§ **Written exercise**:
Please transcribe the listing below in full and word for word, without its pictures.

§ **Entries shown**:
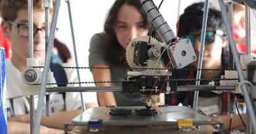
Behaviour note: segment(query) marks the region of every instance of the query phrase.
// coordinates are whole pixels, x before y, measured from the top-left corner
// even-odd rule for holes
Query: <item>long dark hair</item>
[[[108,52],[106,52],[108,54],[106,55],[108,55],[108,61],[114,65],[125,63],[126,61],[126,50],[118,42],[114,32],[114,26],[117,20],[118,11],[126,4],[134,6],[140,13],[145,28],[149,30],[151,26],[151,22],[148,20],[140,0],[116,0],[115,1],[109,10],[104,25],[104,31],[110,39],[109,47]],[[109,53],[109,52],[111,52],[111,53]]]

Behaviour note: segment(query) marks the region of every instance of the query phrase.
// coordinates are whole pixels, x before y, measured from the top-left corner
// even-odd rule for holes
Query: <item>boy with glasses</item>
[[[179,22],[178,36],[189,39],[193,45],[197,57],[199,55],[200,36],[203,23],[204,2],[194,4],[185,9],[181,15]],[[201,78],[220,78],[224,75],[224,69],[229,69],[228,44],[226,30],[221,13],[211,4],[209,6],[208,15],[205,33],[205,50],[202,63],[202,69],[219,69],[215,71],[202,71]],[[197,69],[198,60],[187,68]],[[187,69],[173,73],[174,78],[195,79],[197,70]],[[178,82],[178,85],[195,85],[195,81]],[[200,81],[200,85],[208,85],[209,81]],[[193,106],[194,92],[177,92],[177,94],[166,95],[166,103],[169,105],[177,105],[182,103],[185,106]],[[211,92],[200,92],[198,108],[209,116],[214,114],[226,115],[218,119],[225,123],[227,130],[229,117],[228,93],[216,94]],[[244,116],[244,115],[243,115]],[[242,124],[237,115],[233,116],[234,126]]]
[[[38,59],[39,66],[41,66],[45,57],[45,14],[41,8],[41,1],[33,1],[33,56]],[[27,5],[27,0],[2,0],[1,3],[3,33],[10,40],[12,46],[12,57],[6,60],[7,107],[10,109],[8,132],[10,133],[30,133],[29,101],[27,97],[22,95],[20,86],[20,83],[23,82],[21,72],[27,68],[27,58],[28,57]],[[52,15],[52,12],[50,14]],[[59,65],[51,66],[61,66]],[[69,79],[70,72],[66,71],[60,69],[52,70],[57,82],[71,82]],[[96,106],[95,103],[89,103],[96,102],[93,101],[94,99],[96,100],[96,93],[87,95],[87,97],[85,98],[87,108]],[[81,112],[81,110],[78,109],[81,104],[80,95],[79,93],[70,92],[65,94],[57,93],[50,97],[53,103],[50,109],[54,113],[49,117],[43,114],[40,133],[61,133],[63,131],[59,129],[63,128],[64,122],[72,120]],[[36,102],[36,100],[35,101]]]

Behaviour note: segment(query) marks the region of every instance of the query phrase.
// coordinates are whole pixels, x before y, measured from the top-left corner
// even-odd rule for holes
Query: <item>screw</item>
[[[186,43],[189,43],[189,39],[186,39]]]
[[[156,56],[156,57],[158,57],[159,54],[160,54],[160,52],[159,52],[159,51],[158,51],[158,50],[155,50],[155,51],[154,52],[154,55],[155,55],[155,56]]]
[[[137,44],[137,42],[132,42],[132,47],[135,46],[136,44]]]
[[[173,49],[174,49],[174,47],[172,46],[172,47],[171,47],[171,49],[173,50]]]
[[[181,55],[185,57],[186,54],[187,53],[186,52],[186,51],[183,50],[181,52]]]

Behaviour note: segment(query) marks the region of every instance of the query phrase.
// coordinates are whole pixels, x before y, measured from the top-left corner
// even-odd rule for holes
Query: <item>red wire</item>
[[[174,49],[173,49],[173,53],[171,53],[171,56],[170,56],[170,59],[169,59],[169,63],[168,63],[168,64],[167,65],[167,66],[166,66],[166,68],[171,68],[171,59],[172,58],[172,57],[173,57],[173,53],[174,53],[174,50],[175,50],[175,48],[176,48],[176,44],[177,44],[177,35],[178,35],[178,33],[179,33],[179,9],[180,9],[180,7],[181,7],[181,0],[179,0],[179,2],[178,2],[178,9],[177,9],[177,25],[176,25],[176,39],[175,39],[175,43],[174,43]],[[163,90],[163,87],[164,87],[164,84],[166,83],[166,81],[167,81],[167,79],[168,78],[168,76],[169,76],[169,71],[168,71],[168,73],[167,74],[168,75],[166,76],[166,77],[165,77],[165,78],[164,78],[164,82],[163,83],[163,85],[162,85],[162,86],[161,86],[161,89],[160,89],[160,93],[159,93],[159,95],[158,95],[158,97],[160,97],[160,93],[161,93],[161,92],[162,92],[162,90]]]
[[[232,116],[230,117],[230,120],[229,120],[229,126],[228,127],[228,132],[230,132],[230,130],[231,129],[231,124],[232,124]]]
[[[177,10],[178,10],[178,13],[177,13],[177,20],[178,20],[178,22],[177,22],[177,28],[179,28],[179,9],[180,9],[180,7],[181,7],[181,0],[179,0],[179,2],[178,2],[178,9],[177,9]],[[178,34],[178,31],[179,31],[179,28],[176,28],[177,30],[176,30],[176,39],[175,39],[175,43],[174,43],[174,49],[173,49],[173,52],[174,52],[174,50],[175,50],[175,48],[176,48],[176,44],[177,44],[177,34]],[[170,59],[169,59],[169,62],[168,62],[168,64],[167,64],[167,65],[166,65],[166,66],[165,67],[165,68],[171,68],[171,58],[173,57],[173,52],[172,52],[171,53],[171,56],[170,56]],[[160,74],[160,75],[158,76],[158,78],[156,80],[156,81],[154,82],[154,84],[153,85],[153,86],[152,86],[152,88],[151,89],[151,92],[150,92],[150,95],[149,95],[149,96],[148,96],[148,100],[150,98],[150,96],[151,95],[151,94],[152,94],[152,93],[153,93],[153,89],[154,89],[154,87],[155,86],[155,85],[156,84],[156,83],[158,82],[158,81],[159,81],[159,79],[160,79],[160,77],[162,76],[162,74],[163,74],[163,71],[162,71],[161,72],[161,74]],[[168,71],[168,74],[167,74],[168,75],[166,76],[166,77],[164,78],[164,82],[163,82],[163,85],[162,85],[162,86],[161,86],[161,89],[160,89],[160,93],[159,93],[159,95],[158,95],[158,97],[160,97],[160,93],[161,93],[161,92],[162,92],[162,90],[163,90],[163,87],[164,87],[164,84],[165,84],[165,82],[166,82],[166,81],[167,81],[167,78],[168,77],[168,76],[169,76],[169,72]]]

§ **Solution to the exercise**:
Behaviour note: segment(query) marks the region of every instance of the query phrase.
// coordinates are whole pixels, x before y, measured from the top-left corner
// even-odd rule for holes
Query: <item>long dark hair</item>
[[[108,52],[106,52],[108,54],[106,55],[108,55],[108,61],[114,65],[125,63],[126,61],[126,50],[118,42],[114,32],[114,26],[117,20],[118,11],[126,4],[134,6],[140,13],[145,28],[149,30],[151,26],[151,22],[148,20],[140,0],[116,0],[115,1],[109,10],[104,25],[104,31],[110,39],[109,47]],[[109,53],[109,52],[111,52],[111,53]]]

Behaviour note: segment(query) marks the region of every instance of the query phrase.
// coordinates are whole pixels, x before y, measured from the top-left corner
// even-odd rule for holes
Query: <item>boy with glasses</item>
[[[179,22],[178,36],[189,39],[193,45],[197,57],[199,55],[200,36],[203,23],[204,2],[194,4],[185,9],[181,15]],[[201,78],[220,78],[224,75],[224,69],[229,69],[228,44],[226,30],[221,13],[211,4],[209,6],[208,15],[205,33],[205,50],[202,63],[202,69],[219,69],[215,71],[202,71]],[[197,69],[198,60],[187,68]],[[187,69],[173,73],[174,78],[195,79],[197,70]],[[178,82],[178,85],[195,85],[195,81]],[[200,81],[200,85],[208,85],[209,81]],[[193,106],[194,92],[177,92],[177,94],[166,95],[166,103],[169,105],[177,105],[182,103],[185,106]],[[211,92],[200,92],[198,108],[209,116],[214,114],[226,115],[218,119],[225,123],[227,130],[229,117],[228,93],[216,94]],[[244,116],[244,115],[243,115]],[[242,124],[237,115],[233,116],[234,126]]]
[[[38,59],[39,66],[41,66],[45,57],[45,14],[41,8],[41,1],[33,1],[33,56]],[[27,5],[27,0],[2,0],[1,3],[3,33],[10,40],[12,46],[12,57],[6,60],[7,107],[10,109],[8,132],[10,133],[30,133],[29,101],[27,97],[22,95],[20,86],[20,83],[23,82],[21,72],[27,68],[27,58],[28,57]],[[52,15],[52,12],[50,14]],[[59,65],[51,66],[61,66]],[[69,79],[70,72],[66,71],[60,69],[52,70],[57,82],[71,82]],[[96,106],[95,103],[89,103],[96,102],[93,101],[94,99],[96,100],[96,93],[87,95],[87,97],[85,98],[87,108]],[[81,112],[81,110],[78,109],[81,104],[80,95],[79,93],[70,92],[65,94],[57,93],[50,97],[53,103],[50,109],[54,113],[49,117],[43,114],[40,133],[61,133],[63,131],[59,129],[63,128],[64,122],[72,120]],[[36,102],[36,100],[35,101]]]

Behaviour note: segment(query) marks the region of every instance of the query phrase.
// coordinates are whole pixels, x before y, measured from the top-left corner
// even-odd rule for holes
Query: <item>screw</item>
[[[186,43],[189,43],[189,39],[186,39]]]
[[[156,56],[156,57],[158,57],[159,54],[160,54],[160,52],[159,52],[159,51],[158,51],[158,50],[155,50],[155,51],[154,52],[154,55],[155,55],[155,56]]]
[[[137,44],[137,42],[132,42],[132,47],[135,46],[136,44]]]
[[[173,49],[174,49],[174,47],[172,46],[172,47],[171,47],[171,49],[173,50]]]
[[[181,55],[185,57],[186,54],[187,53],[186,52],[186,51],[183,50],[181,52]]]

Behaviour note: segment(query) marks the region of every instance of the query phrase.
// coordinates are whole pixels, x before y, measured from the top-left corner
// even-odd rule for holes
Query: <item>red wire</item>
[[[174,49],[173,49],[173,53],[171,53],[171,56],[170,56],[170,59],[169,59],[169,63],[168,63],[168,64],[167,65],[167,66],[166,66],[166,68],[171,68],[171,59],[172,58],[172,57],[173,57],[173,53],[174,53],[174,50],[175,50],[175,48],[176,48],[176,44],[177,44],[177,35],[178,35],[178,33],[179,33],[179,9],[180,9],[180,7],[181,7],[181,0],[179,0],[179,2],[178,2],[178,9],[177,9],[177,25],[176,25],[176,39],[175,39],[175,43],[174,43]],[[163,90],[163,87],[164,87],[164,84],[166,83],[166,81],[167,81],[167,79],[168,78],[168,76],[169,76],[169,71],[168,71],[168,73],[167,74],[168,75],[166,76],[166,77],[165,77],[165,78],[164,78],[164,82],[163,83],[163,85],[162,85],[162,86],[161,86],[161,89],[160,89],[160,93],[159,93],[159,95],[158,95],[158,97],[160,97],[160,93],[161,93],[161,92],[162,92],[162,90]]]
[[[232,116],[230,117],[230,120],[229,120],[229,126],[228,127],[228,132],[230,132],[230,130],[231,129],[231,124],[232,124]]]
[[[177,10],[178,10],[178,13],[177,13],[177,20],[178,20],[178,22],[177,22],[177,28],[179,28],[179,9],[180,9],[180,7],[181,7],[181,0],[179,0],[179,2],[178,2],[178,9],[177,9]],[[178,34],[178,31],[179,31],[179,28],[176,28],[177,30],[176,30],[176,39],[175,39],[175,43],[174,43],[174,49],[173,49],[173,52],[174,52],[174,50],[175,50],[175,48],[176,48],[176,44],[177,44],[177,34]],[[170,59],[169,59],[169,62],[168,62],[168,64],[167,64],[167,65],[166,65],[166,66],[165,67],[165,68],[171,68],[171,58],[173,57],[173,52],[172,52],[171,53],[171,56],[170,56]],[[160,74],[160,75],[158,76],[158,78],[156,80],[156,81],[154,82],[154,84],[153,85],[153,86],[152,86],[152,88],[151,89],[151,92],[150,92],[150,95],[149,95],[149,96],[148,96],[148,100],[150,98],[150,96],[151,95],[151,94],[152,94],[152,93],[153,93],[153,89],[154,89],[154,87],[155,86],[155,85],[156,84],[156,83],[158,82],[158,81],[159,81],[159,79],[160,79],[160,77],[162,76],[162,74],[163,74],[163,71],[162,71],[161,72],[161,74]],[[168,71],[168,74],[167,74],[168,75],[166,76],[166,77],[164,78],[164,82],[163,82],[163,85],[162,85],[162,86],[161,86],[161,89],[160,89],[160,93],[159,93],[159,95],[158,95],[158,97],[160,97],[160,93],[161,93],[161,92],[162,92],[162,90],[163,90],[163,87],[164,87],[164,84],[165,84],[165,82],[166,82],[166,81],[167,81],[167,78],[168,77],[168,76],[169,76],[169,72]]]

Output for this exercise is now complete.